- [What is being asked]: Pick out every line of the material below that contains the word "image", and list only those lines.

Records from a collection:
..........

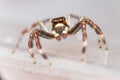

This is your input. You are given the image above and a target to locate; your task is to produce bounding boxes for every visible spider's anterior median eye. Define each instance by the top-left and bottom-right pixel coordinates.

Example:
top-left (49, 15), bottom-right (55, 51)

top-left (59, 19), bottom-right (63, 22)
top-left (54, 20), bottom-right (58, 23)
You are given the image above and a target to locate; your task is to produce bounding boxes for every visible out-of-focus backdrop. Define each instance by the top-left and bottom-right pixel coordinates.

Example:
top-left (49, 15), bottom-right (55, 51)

top-left (0, 0), bottom-right (120, 80)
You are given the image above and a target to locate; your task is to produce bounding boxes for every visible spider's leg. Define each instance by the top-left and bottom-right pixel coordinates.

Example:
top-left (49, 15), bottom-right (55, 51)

top-left (28, 33), bottom-right (36, 64)
top-left (35, 31), bottom-right (51, 65)
top-left (81, 23), bottom-right (87, 61)
top-left (12, 19), bottom-right (50, 53)
top-left (68, 22), bottom-right (87, 61)
top-left (85, 18), bottom-right (108, 51)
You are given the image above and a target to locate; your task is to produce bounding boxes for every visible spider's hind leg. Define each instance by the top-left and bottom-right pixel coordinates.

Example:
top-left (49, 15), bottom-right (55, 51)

top-left (28, 30), bottom-right (54, 65)
top-left (85, 18), bottom-right (108, 51)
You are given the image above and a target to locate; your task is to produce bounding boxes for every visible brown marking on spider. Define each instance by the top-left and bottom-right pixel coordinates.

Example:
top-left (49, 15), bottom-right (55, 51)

top-left (13, 14), bottom-right (108, 64)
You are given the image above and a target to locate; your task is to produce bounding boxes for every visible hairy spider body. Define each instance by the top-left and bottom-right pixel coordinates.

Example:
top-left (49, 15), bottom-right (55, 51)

top-left (13, 14), bottom-right (108, 64)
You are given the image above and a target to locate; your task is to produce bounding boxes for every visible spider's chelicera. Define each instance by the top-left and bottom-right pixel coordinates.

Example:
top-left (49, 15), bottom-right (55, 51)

..........

- [The answer]:
This is your input. You are given the image above and a target to locate; your task is to produce bounding boxes for every visible spider's anterior median eye. Define each instance by the top-left and bottom-right pixel coordinates.
You are given the image above and a target to locate; your task is to produce bounding boxes for every visible out-of-focus backdrop. Define each instance by the top-left and bottom-right pixel coordinates.
You are given the image above and a target to locate; your task is to produce bounding boxes for every visible spider's leg. Define each instance by the top-left and bottom-right pixel coordinates.
You are given the image above and a target to locate; your task is to produce bounding boxes for every visible spider's hind leg. Define each instance by the top-left and bottom-right pixel coordinates.
You are given the image above and a target to locate; your task is to produce bounding boxes for every visible brown marking on spider. Define each instance by the top-left and bottom-right pixel coordinates.
You are given the image above and a target to locate; your task is to produce bounding boxes for every visible hairy spider body. Define each instance by the top-left and bottom-right pixel coordinates.
You are given the image above and a target to locate; your task is to produce bounding boxes for every visible spider's chelicera. Define each instance by the top-left and bottom-right pixel coordinates.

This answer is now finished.